DIRECTIONS :: Rewrite the rows starting at the line containing "# target: gold picture frame" and ending at the line containing "M 179 158 L", keeping the requests and scaling every coordinate in the answer outlines by 0.35. Round to whole numbers, with halves rounded up, and leave the requests and their format samples unchanged.

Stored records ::
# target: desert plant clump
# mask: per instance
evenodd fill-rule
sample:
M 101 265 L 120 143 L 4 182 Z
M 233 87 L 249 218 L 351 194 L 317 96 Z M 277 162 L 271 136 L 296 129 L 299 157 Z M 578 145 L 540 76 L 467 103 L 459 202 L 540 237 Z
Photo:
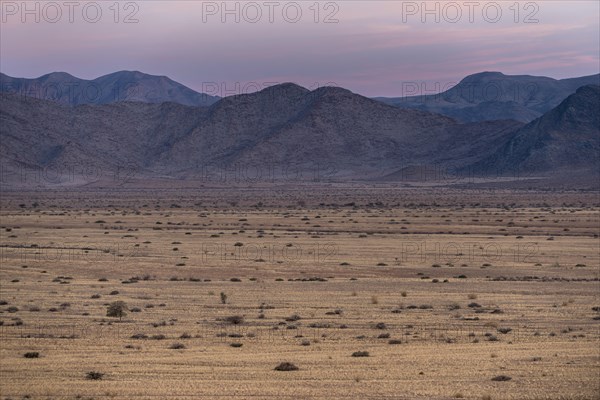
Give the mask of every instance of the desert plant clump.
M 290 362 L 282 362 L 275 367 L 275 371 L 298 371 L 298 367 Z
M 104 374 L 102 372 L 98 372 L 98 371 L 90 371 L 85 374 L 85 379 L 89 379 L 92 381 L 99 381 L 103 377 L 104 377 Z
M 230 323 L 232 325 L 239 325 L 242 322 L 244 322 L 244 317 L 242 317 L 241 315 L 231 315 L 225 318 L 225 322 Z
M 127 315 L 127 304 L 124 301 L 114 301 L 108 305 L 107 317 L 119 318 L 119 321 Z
--
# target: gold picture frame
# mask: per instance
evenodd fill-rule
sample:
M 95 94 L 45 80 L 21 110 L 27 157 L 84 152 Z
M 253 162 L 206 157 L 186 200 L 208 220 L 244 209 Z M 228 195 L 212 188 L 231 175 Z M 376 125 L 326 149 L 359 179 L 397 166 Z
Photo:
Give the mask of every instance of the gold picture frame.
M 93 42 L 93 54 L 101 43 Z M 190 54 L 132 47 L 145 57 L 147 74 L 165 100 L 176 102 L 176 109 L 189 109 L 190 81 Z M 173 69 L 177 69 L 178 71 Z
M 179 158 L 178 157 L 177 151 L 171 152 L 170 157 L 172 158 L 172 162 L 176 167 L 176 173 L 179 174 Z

TASK ANSWER ::
# target: gold picture frame
# mask: per instance
evenodd fill-rule
sample:
M 95 94 L 45 80 L 21 110 L 27 157 L 84 152 Z
M 253 162 L 206 157 L 186 200 L 208 220 L 244 209 Z M 228 195 L 212 188 L 231 175 Z M 376 125 L 326 149 L 359 179 L 397 166 Z
Photo:
Give the mask of every instance of the gold picture frame.
M 33 15 L 33 19 L 35 15 Z M 67 19 L 46 16 L 51 20 L 51 26 L 58 35 L 62 36 L 62 38 L 66 38 L 67 28 Z M 61 24 L 62 24 L 62 25 Z
M 63 55 L 62 55 L 62 53 L 60 53 L 60 55 L 60 55 L 60 57 L 62 58 L 62 61 L 63 61 Z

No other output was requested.